• **Data in this exercise**:
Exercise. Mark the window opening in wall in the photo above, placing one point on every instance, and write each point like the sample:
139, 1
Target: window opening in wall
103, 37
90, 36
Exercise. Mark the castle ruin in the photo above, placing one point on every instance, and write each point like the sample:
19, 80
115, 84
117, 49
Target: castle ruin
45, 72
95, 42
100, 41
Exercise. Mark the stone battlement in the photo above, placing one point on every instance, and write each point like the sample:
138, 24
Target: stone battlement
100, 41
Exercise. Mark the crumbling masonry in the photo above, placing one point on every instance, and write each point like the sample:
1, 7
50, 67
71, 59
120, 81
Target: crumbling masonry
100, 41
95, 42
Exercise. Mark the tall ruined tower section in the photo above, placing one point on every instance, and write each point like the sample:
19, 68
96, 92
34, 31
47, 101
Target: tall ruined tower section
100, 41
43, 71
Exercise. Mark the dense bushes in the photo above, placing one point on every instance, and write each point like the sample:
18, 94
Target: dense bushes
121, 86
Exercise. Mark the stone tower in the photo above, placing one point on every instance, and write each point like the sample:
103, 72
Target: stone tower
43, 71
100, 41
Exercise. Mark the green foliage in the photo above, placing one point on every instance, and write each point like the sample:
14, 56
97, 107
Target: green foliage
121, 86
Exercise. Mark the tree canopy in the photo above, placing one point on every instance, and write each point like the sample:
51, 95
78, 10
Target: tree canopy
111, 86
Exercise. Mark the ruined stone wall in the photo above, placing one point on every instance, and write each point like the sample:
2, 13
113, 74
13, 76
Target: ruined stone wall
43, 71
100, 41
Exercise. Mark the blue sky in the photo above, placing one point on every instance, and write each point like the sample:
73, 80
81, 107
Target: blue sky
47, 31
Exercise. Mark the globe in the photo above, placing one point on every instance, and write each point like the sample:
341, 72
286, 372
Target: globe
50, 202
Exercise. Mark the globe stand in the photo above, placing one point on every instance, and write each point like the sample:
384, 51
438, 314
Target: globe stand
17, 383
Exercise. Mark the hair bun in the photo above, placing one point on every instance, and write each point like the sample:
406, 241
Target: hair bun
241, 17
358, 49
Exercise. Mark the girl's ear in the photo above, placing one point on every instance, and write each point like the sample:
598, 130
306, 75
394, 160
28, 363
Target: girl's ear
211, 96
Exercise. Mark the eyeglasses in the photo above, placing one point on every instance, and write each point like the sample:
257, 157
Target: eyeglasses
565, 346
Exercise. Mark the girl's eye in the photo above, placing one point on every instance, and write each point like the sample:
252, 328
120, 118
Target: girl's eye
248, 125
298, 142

• **About this exercise**: Every record should be repeated exactly; please leave none out.

• **Expected output**:
Exercise. Mark the window opening in wall in the photo above, placing one point on every instance, and write each point like the sample:
139, 1
Target: window opening in wall
103, 37
90, 36
Exercise. Mark the castle ruin in the photo above, placing one point on every instance, and write each point like the sample:
19, 80
115, 84
117, 49
Target: castle ruin
45, 72
95, 42
100, 41
Exercise. Mark the stone battlement in the photo above, placing one point on every instance, and write each point like the sample:
138, 24
Target: stone battlement
100, 41
Exercise. Mark the crumbling masonry in the photo above, placing one point on every instance, and write each point like the sample:
1, 7
50, 67
71, 59
120, 81
Target: crumbling masonry
100, 41
95, 42
Exercise. Mark the tall ruined tower section in the photo above, placing one point on every instance, and write each point like the sample:
19, 68
96, 92
34, 31
47, 101
Target: tall ruined tower section
100, 41
43, 71
Exercise. Mark the dense bushes in the photo above, placing one point on every instance, and write each point like the sample:
18, 94
Target: dense bushes
121, 86
Exercise. Mark the stone tower in the photo above, placing one point on every instance, and write each point like the sample:
103, 72
Target: stone tower
43, 71
100, 41
Exercise. Mark the green foliage in the photo above, placing one point on every instance, and write each point like the sample:
14, 56
97, 107
Target: green foliage
121, 86
Exercise. Mark the tree canopy in the photo above, placing one point on every instance, and write each point like the sample:
51, 95
78, 10
Target: tree canopy
111, 86
Exercise. Mark the ruined stone wall in the photo above, placing one point on every instance, and write each point like the sample:
2, 13
113, 74
13, 76
Target: ruined stone wall
43, 71
100, 41
Exercise. Mark the blue sky in the photo above, placing one point on every instance, and write each point like the sample:
73, 80
81, 107
Target: blue sky
47, 31
Exercise. Mark the globe in the photo above, placing one point on every instance, and write each point like the sample:
341, 72
286, 372
Target: globe
50, 202
Exercise. Mark the globe stand in the photo above, placing one point on every instance, and write each point like the sample:
384, 51
438, 314
Target: globe stand
17, 383
Exercise. Mark the hair bun in the photo above, placing one point on every instance, and write each point like the sample:
406, 241
Target: hair bun
241, 17
358, 49
Exercise. Mark the girl's ear in the photo above, placing one point on every instance, and write each point like the sample:
598, 130
306, 75
394, 160
28, 363
Target: girl's ear
211, 96
Exercise. Mark the eyeglasses in the photo above, placing one point on every instance, and write each point like the sample:
257, 157
Target: eyeglasses
565, 346
Exercise. Mark the girl's eye in the photo above, placing one point on every instance, and write each point like the sample:
252, 328
120, 118
Target: girl's eye
248, 125
298, 142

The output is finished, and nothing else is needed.